Activity: Send back the line that contains "the young boy." and all lines following it through the end of the data below, exactly, omitting pictures.

Data for analysis:
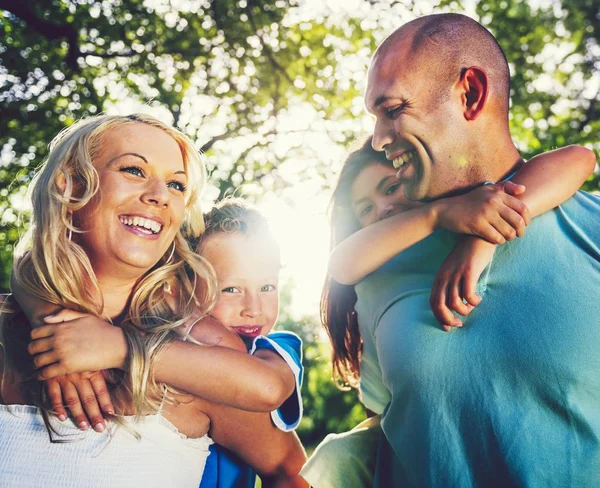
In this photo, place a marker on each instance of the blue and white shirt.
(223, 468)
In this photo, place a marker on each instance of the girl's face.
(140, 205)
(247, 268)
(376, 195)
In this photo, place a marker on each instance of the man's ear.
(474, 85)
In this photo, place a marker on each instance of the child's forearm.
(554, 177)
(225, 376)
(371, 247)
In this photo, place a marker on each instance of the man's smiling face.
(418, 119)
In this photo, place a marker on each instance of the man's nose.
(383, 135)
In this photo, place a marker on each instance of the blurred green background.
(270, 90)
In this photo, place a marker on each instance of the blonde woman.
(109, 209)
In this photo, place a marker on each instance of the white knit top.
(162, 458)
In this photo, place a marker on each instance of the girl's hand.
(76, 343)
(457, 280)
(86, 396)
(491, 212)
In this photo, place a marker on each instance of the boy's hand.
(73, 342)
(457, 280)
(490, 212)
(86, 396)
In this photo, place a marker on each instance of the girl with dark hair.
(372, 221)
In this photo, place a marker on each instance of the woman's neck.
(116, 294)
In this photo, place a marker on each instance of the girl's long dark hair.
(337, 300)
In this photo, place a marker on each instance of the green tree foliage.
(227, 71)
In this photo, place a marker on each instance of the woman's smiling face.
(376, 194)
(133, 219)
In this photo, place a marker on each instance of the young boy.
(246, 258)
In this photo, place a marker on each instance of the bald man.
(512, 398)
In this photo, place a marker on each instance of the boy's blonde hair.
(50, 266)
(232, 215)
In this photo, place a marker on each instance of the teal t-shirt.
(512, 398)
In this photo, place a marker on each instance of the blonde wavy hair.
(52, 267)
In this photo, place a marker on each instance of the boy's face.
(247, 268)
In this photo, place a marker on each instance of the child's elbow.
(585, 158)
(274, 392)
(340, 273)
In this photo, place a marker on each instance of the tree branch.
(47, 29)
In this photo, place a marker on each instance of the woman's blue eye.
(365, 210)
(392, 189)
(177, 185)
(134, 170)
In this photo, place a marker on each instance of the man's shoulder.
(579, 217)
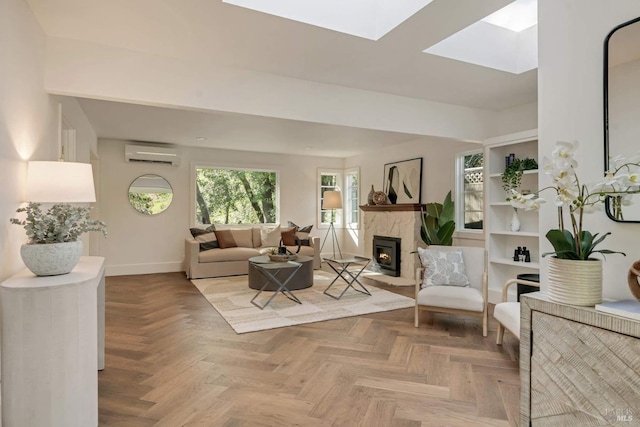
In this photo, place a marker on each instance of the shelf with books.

Result for this exercise:
In this photo, place a marker on each instance of the young boy.
(246, 258)
In this photo, place a marker on each instance of the bald man.
(512, 398)
In this photo, place a marker on each instance of the boy's blonde hair.
(50, 266)
(232, 215)
In this photo, place a marker on each instance of the teal t-shirt.
(512, 398)
In this photo, place a marker on each instance of the blonde wavy hair.
(52, 267)
In this photo, place a marker on each instance of the boy's face.
(247, 268)
In this photo, place a marker on each instance of the child's elbow.
(585, 158)
(274, 392)
(340, 273)
In this photo, place a marker on each instance of the tree branch.
(47, 29)
In this photo, place a marker on each instance of the woman's blue eye.
(365, 210)
(392, 189)
(177, 185)
(134, 170)
In this photo, place a marker on each instance of the man's shoulder.
(579, 217)
In this photo, place a marker on each instance of the shelf with books.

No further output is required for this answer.